* **WHAT TO PRODUCE**: Retype the entire listing, keeping every word as it is.
**********
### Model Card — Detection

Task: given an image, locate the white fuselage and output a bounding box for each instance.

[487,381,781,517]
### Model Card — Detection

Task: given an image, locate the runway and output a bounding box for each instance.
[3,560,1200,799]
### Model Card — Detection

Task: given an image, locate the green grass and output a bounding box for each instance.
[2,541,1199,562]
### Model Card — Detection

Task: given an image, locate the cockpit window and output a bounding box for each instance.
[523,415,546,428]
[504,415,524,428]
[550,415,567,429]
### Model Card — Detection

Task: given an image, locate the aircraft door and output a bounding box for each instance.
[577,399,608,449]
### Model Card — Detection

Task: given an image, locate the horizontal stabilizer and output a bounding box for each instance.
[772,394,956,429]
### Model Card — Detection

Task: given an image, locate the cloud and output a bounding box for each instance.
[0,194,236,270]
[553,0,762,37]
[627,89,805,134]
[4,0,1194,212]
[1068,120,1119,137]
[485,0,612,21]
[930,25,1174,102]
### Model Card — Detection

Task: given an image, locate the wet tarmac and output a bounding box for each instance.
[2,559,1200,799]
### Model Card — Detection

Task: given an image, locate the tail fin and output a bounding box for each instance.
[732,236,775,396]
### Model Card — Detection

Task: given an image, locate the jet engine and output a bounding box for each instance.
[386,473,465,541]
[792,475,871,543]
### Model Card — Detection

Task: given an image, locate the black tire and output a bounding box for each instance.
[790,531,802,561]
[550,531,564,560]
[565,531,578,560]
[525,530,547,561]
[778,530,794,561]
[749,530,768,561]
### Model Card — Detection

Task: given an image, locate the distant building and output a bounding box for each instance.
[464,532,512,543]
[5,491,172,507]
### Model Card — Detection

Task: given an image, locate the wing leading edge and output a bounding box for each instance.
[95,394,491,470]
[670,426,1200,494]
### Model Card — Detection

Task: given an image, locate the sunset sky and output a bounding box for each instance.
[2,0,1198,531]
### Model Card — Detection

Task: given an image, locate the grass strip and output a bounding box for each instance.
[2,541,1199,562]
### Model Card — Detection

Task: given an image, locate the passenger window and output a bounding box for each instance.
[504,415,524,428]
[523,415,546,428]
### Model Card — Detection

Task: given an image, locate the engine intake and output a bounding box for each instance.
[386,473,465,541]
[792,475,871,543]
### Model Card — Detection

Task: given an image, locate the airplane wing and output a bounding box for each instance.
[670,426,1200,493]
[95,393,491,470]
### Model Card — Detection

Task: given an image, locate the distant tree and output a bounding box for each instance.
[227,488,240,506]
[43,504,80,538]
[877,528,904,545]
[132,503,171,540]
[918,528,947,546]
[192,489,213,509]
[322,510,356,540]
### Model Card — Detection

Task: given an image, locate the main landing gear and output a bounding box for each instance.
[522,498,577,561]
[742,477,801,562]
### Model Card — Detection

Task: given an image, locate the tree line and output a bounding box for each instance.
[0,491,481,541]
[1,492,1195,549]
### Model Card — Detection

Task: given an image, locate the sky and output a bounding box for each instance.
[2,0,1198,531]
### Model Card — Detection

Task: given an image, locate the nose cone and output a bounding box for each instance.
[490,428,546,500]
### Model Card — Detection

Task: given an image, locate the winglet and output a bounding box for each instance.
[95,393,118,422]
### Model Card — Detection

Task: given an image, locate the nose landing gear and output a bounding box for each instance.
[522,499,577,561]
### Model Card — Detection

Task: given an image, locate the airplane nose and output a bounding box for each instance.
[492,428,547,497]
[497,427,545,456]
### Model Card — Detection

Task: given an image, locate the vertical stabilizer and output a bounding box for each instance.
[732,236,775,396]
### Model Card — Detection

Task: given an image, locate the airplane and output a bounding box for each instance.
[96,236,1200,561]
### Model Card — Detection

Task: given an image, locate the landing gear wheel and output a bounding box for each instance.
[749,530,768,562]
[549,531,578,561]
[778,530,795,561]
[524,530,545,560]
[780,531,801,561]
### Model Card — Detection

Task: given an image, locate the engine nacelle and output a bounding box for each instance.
**********
* **RESULT OF THE TASK**:
### Model Card — Detection

Task: given an image, locate the white fuselage and output a bounding box for each instance.

[487,381,781,517]
### Model Card — Detection

Task: given an image, locate the runway and output a bounding box for each instance.
[3,560,1200,799]
### Model Card — Detection

Task: given an image, locate the green grass and output a bounding box for each instance.
[2,541,1199,562]
### Model Card — Detection

Task: given an image, locate the cockpit window and output a bounding box for each instance.
[523,415,546,428]
[504,415,524,428]
[550,415,567,429]
### Model Card — Detection

Task: given an image, locate the aircraft door and output a bounding box for each instance.
[577,399,608,449]
### Model Card — Detection

Task: given an image, locate the horizontal stabilizer and output a bounding box for each instance.
[772,394,956,429]
### Model Card — Detection

Task: given an image, locate the cloud and output a bounding box for each instance.
[0,194,236,270]
[553,0,762,37]
[627,89,805,134]
[4,0,1194,212]
[1068,120,1119,137]
[485,0,612,21]
[930,25,1174,102]
### Model Card — Detection

Task: given an image, locate the wet tarmac and output a bounding box for each instance.
[2,559,1200,799]
### Model Card — Detection

Task: given an image, locate the tail fin and output a bounding box for each instance.
[732,236,775,396]
### Model Card — Detection

Task: given an image, locate the jet engine and output a bounding box for each instance.
[386,473,465,541]
[792,475,871,543]
### Model Card — Detection

Task: given an image, locate the black tire and output a bounding box for each instance.
[790,531,802,561]
[550,531,564,560]
[565,531,578,560]
[525,530,547,561]
[778,530,794,561]
[749,530,768,561]
### Model Card — Detection

Task: given an image, locate the distant building and output a bounding box for each instance.
[464,532,512,543]
[5,491,172,507]
### Model Card — Detection

Task: given an image, locate the wing leading edge and output a bounding box for each instance.
[95,394,491,470]
[670,426,1200,494]
### Model Card — Detection

Task: given an image, locate the sunset sky and output a bounding box for each instance.
[2,0,1198,531]
### Model Card — Detection

Task: given an image, locate the grass strip and output a bounding box for each instance.
[2,541,1199,562]
### Model Card — Detection

Task: given an image, locate the passenger window and output a bounding box for each instance.
[504,415,524,428]
[523,415,546,428]
### Model Card — Detection

Task: given an image, locate the engine intake and output a bounding box for each instance.
[386,473,465,541]
[792,475,871,543]
### Model Card — Detection

Task: given an image, locate the airplane wing and output a bounding box for each instance.
[670,426,1200,493]
[95,393,491,470]
### Model Card — Detection

Task: given an image, locate the distant tree and output a bounding box for each instance.
[227,488,240,506]
[43,504,80,538]
[877,528,904,545]
[132,503,171,540]
[918,528,947,546]
[192,489,213,509]
[322,510,356,540]
### Model Card — Detection

Task: given an image, locate the main landing gear and output a bounding box for each instance.
[522,498,577,561]
[742,477,801,562]
### Model Card — Detection

Task: given an image, locate the tree line and output a bounding box for each instance.
[0,491,481,541]
[1,492,1195,549]
### Model Card — Detection

Task: given an image, locate the sky and output a bounding box for each instance.
[2,0,1198,531]
### Model Card — Detection

Task: given an image, locate the nose cone and output a bounding box for each instance.
[490,428,546,500]
### Model Card — Detection

Task: given an image, locate the winglet and output a bounding box for each instance.
[95,393,118,422]
### Model Card — Detection

Task: given an image, locate the nose landing gear and output a bounding box for each instance.
[522,499,577,561]
### Model Card — Detection

Task: given an image, locate the airplane nose and output a bounding box for each instance.
[492,428,547,497]
[497,427,545,456]
### Model Card — Detection

Task: given an image, locate the vertical stabilizer and output a bounding box for each instance.
[732,236,775,396]
### Model Card — Detection

Task: given an image, locate the airplane and output a bounding box for each instance.
[96,236,1200,561]
### Model Card — Detection

Task: given an image, locate the landing gear wheel and output a bounding box for each instance.
[749,530,768,562]
[549,531,578,561]
[778,530,795,561]
[524,530,545,560]
[780,531,801,561]
### Model Card — Detection

Task: given an image, locate the engine nacelle and output a bounding box for each instance.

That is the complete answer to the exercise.